(DATA SECTION Opens)

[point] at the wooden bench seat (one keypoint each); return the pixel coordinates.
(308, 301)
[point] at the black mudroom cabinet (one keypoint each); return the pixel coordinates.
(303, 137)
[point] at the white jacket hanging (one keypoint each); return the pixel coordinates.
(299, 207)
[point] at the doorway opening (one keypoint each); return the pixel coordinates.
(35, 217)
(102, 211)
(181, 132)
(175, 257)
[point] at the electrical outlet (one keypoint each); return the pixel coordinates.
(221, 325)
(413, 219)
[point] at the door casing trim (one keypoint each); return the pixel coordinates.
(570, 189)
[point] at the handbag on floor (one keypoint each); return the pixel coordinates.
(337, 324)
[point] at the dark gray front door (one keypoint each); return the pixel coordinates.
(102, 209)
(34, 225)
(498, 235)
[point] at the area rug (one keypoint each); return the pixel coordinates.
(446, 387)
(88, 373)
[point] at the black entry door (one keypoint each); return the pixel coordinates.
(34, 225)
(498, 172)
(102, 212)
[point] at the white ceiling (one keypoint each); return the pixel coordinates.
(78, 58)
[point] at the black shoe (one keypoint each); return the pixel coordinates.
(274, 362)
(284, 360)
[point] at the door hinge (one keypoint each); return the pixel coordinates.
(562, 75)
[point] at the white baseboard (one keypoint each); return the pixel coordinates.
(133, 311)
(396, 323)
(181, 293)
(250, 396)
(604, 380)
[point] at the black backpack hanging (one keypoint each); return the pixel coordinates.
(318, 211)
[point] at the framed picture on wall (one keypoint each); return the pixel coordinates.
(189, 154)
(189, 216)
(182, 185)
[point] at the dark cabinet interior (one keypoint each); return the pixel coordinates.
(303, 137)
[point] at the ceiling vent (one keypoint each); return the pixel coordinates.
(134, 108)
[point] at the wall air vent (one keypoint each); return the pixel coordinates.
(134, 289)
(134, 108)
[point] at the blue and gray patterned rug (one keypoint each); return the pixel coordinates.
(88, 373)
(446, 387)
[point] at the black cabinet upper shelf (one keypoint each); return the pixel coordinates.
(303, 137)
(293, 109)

(DATA SECTION Closes)

__ASSIGNMENT__
Reproduce the data exactly, omitting nothing.

__TASK SOLUTION__
[point] at the wooden bench seat (one keypoint each); return the pixel coordinates.
(308, 301)
[point] at the black mudroom cabinet (one keypoint each); return the pixel coordinates.
(303, 137)
[point] at the white jacket hanging (one keypoint each); return the pixel coordinates.
(299, 207)
[point] at the doorway opening (one keypoint each); return the pixel coordinates.
(35, 217)
(102, 211)
(181, 132)
(175, 257)
[point] at the electrical outlet (one keypoint each); return the pixel coordinates.
(221, 325)
(413, 219)
[point] at the door casing trim (one keypoint each); return the pixel coordinates.
(570, 189)
[point] at the handbag on floor (one keypoint each); return the pixel coordinates.
(337, 324)
[point] at the dark gray front door (one keypoint each); return the pixel coordinates.
(102, 209)
(34, 225)
(498, 235)
[point] at the area rug (one keypoint each); return the pixel coordinates.
(446, 387)
(88, 373)
[point] at the black entry door (one keypoint each); return the pixel coordinates.
(34, 225)
(498, 172)
(102, 212)
[point] at the white ceiling (one keypoint each); return the pixel coordinates.
(78, 58)
[point] at the black shoe (one keypoint each); return the pixel coordinates.
(274, 362)
(284, 360)
[point] at the door hinge (one keypoint each); return the pixel coordinates.
(562, 75)
[point] at the white baseboard (one keypoint each); return the pixel coordinates.
(133, 311)
(396, 323)
(181, 293)
(250, 396)
(604, 380)
[point] at the black backpack hanging (one keypoint each); return the pixel coordinates.
(318, 211)
[point] at the framed picture on wall (one keypoint each); return the pixel coordinates.
(189, 154)
(189, 216)
(182, 185)
[point] at the dark cabinet interior (one keypoint each); return the pixel coordinates.
(303, 137)
[point] at the ceiling vent (one keypoint each); return the pixel coordinates.
(134, 108)
[point] at the wall air vent (one keypoint each); return the pixel coordinates.
(134, 289)
(134, 108)
[point] at the blue and gray patterned rug (one keypoint each); return the pixel coordinates.
(88, 373)
(446, 387)
[point] at the black cabinet upper shelf (one keypoint each); return the pixel coordinates.
(303, 137)
(293, 109)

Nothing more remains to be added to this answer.